● **Entries excerpted from a collection**:
------
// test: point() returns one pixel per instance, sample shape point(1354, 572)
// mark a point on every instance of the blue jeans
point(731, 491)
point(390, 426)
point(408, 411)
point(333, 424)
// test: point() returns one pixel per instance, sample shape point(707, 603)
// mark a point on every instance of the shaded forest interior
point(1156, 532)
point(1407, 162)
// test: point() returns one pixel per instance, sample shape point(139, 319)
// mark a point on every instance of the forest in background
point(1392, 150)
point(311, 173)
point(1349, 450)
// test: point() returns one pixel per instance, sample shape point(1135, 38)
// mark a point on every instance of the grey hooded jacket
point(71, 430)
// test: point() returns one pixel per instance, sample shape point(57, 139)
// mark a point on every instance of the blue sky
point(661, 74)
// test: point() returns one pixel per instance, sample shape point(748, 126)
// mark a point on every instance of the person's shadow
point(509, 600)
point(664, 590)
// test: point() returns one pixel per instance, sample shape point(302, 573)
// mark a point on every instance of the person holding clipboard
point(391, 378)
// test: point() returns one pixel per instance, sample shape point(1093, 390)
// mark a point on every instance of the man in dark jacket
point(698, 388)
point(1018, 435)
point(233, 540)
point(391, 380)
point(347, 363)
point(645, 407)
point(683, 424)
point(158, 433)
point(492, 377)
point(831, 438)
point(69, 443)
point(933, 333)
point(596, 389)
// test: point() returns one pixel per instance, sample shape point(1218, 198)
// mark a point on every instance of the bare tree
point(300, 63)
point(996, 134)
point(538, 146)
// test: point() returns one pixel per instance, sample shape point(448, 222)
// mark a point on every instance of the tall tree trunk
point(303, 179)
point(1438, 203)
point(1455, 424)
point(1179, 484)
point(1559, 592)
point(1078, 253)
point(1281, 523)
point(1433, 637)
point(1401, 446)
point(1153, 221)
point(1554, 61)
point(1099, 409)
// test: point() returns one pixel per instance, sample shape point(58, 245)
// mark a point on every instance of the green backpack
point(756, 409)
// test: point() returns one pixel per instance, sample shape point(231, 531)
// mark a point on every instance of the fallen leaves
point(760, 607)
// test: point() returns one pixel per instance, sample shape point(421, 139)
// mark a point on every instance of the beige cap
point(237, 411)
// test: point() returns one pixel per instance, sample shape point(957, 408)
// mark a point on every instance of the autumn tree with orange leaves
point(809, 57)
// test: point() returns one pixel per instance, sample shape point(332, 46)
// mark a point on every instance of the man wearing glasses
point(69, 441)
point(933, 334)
------
● **Goal**: Reproduce the entries, requests included, starting at the beginning of the entries and ending at the line containing "point(1349, 450)". Shift every answer point coordinate, both x and y, by adding 79.

● **Result**:
// test: point() returns one pixel per instance, sample shape point(1354, 572)
// mark a point on every instance of the blue jeans
point(810, 570)
point(469, 505)
point(487, 490)
point(412, 503)
// test: point() returns one pixel per instance, sample shape point(707, 603)
// mark a point on every instance of the shaded forest interior
point(1235, 611)
point(1486, 241)
// test: point() returns one pixel per instance, sample shape point(139, 319)
// mark a point on every instance of the forest in background
point(1471, 229)
point(390, 252)
point(1428, 529)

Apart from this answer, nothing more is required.